Start

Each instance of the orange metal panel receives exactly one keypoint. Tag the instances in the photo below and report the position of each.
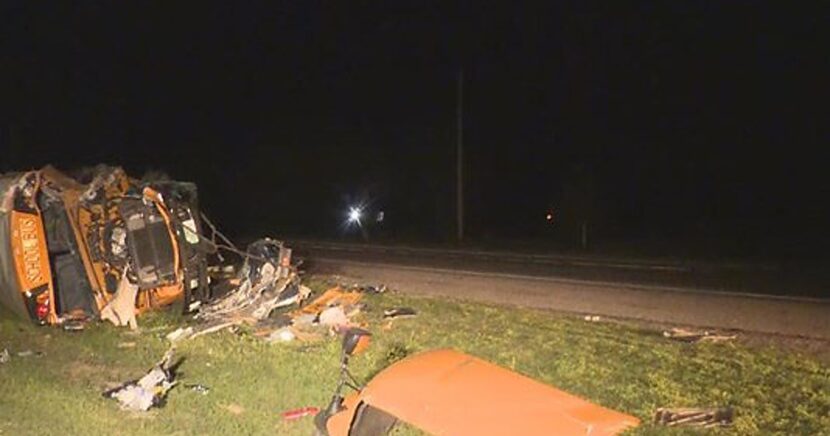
(445, 392)
(31, 256)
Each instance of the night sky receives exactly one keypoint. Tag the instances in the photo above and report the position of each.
(696, 126)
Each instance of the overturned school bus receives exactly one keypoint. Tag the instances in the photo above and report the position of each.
(66, 243)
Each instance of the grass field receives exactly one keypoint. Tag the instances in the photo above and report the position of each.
(622, 367)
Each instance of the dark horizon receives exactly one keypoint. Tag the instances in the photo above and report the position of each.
(698, 127)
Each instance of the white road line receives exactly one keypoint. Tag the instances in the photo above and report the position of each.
(594, 283)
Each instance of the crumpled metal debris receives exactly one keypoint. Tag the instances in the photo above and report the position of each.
(689, 335)
(121, 309)
(265, 282)
(399, 312)
(706, 417)
(150, 390)
(198, 388)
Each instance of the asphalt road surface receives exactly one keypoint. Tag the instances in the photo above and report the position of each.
(663, 292)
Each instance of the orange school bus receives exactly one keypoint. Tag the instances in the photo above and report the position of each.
(66, 243)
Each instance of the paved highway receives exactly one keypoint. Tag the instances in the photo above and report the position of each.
(665, 292)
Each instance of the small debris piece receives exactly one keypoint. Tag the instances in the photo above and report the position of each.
(180, 333)
(333, 297)
(697, 417)
(149, 390)
(689, 335)
(198, 388)
(399, 312)
(235, 409)
(121, 309)
(74, 325)
(291, 415)
(333, 317)
(284, 334)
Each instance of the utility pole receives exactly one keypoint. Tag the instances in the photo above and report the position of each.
(459, 191)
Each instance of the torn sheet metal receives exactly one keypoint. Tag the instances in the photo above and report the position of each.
(66, 242)
(266, 281)
(150, 390)
(694, 417)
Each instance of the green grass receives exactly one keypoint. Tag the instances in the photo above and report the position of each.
(622, 367)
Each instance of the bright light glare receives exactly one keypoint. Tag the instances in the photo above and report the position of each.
(354, 215)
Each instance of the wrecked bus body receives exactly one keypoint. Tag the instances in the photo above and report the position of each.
(66, 243)
(447, 392)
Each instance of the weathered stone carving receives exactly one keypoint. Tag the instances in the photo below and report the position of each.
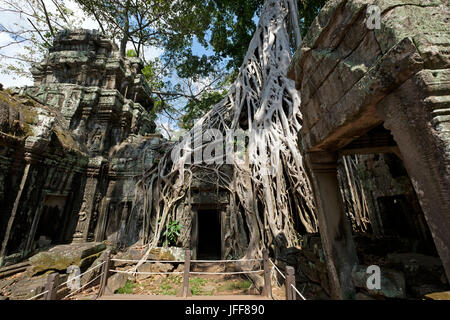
(86, 101)
(353, 79)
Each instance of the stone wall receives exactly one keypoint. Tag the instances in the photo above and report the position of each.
(72, 147)
(367, 91)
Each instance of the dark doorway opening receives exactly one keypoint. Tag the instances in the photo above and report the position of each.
(209, 235)
(51, 220)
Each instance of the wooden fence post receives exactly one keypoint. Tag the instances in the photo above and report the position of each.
(105, 274)
(290, 281)
(51, 286)
(187, 266)
(267, 290)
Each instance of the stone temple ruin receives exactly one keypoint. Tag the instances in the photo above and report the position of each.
(71, 147)
(375, 136)
(383, 92)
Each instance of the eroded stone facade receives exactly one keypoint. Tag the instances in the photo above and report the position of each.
(359, 86)
(72, 148)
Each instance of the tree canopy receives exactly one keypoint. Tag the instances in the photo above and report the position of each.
(203, 42)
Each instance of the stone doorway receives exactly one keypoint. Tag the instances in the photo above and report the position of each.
(51, 220)
(209, 245)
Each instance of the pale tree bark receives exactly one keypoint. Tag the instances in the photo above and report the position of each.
(265, 103)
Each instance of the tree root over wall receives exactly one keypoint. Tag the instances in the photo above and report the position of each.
(269, 187)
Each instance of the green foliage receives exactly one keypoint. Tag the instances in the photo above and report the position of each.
(307, 12)
(131, 53)
(172, 232)
(127, 288)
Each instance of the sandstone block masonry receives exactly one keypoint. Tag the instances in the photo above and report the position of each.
(359, 87)
(67, 169)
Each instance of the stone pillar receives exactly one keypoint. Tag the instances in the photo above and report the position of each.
(335, 229)
(89, 198)
(418, 116)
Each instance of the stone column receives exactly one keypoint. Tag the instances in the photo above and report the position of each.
(418, 116)
(89, 198)
(335, 229)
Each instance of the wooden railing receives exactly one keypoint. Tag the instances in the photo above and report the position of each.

End

Goal — Copy every record above exactly, leaving out the pictures.

Task output —
Each instance of the orange metal panel receives exactly one keypoint. Tag the instances in the photo below and report the position of each.
(445, 392)
(31, 256)
Each instance of the night sky receives exactly one keypoint. Tag the instances in the photo above and report the position of each.
(696, 126)
Each instance of the overturned school bus receives exactly one keypoint. Tag the instances in the photo above and report the position of each.
(66, 243)
Each instance of the grass field receives exactly one keypoint. Tag the instances in the photo above and report the position of each.
(622, 367)
Each instance of the dark horizon receives exactly one keypoint. Tag the instances in the photo above and report the position of each.
(698, 127)
Each instance of the white road line receives exactly one keypoint. Tag the instances in the photo above and report the position of each.
(594, 283)
Each instance of the crumpled metal debris receives exactly one keypoint. Tag the instances in the photo above and report the position of each.
(689, 335)
(121, 309)
(265, 282)
(399, 312)
(706, 417)
(150, 390)
(198, 388)
Each instance of the asphalt road surface receives exactly one keypoint. Tag the instances in the photo above and report the position of each.
(663, 292)
Each instance of the orange school bus receives exactly one keypoint. Tag the instances in the photo above and report the position of each.
(66, 243)
Each instance of the paved highway receives exactly one keypoint. Tag the instances in the photo above and report the position of each.
(665, 292)
Each instance of the small debris piece receives exactly one keypoint. Tag the instances in the photo above and report the position of each.
(180, 333)
(333, 297)
(697, 417)
(149, 390)
(689, 335)
(198, 388)
(399, 312)
(235, 409)
(121, 309)
(74, 325)
(291, 415)
(333, 317)
(284, 334)
Each instance of the utility pole receives exactly one keypoint. Tag the instances in the photo above and report the position of each.
(459, 191)
Each instance of the torn sheet metal receives exactly one keypoint. Tag the instances in the photo above and report the position of each.
(66, 242)
(266, 281)
(150, 390)
(694, 417)
Each instance of the green grass receives exactly one keypoint. Tag the instances in the photo above and report the position of each.
(622, 367)
Each instance of the bright light glare receives exactly one keypoint. Tag the instances in the photo above and report the position of each.
(354, 215)
Each instance of the wrecked bus body receives exactly one keypoint. Tag the instances in the photo above and report the position of each.
(66, 243)
(447, 392)
Each instance of the weathered stone carving receives exactly one keypoint. Tag the instances in the photo below and report the position of each.
(86, 101)
(353, 79)
Each instance of the stone wall receives exactly one keypoint. Tag the instances in the photo above and report the position of each.
(72, 147)
(367, 91)
Each instance of the dark doorway opening receives exactly one keypoint. Tag the instances in the photo above and report the position of each.
(209, 235)
(51, 220)
Each instance of the wooden fence post receives exactly one keypoint. Tag the instances in the photo above and report the position of each.
(105, 274)
(290, 281)
(51, 286)
(187, 266)
(267, 290)
Each instance of the stone temple ruin receives exactly one keypoint. Tag the instances in the photo above and report the position of each.
(71, 147)
(375, 136)
(383, 92)
Each instance of the eroded stone facade receives exactly one keypoint. Tag the instances in the photo above and report the position of each.
(359, 86)
(72, 148)
Each instance of the tree canopy receives exactly one keypoint. Tag the instances in the photo above and report the position of each.
(203, 42)
Each instance of the stone doorway receives exactly one keypoint. Tag the instances in the photo above and report the position of each.
(51, 220)
(209, 245)
Each instance of the pale tree bark receives exactly one keypoint. Tag the instances in the photo above and report the position of each.
(265, 103)
Each instance of the tree root over wall receives exactly one keypoint. Tag the instances in the photo above and report the position of each.
(269, 187)
Each instance of the green foliage receives exactly one keypoint. Tag the instances in the photo above and report the position of each.
(307, 12)
(131, 53)
(172, 232)
(127, 288)
Each instance of the sandstone block masonry receives exactly one keypoint. Tag the instances in the photo above and report the position of each.
(359, 87)
(67, 169)
Each instance of the stone pillar receives exactly one keypoint. Tag the instances in the photo above and report the position of each.
(335, 229)
(89, 198)
(418, 116)
Each instance of the stone column receives exactly one keypoint. Tag the instances in the photo above and report the position of each.
(418, 116)
(89, 198)
(335, 229)
Each instance of the wooden railing receives exactly one keypoint. Tag the instances in the photo above and report the position of each.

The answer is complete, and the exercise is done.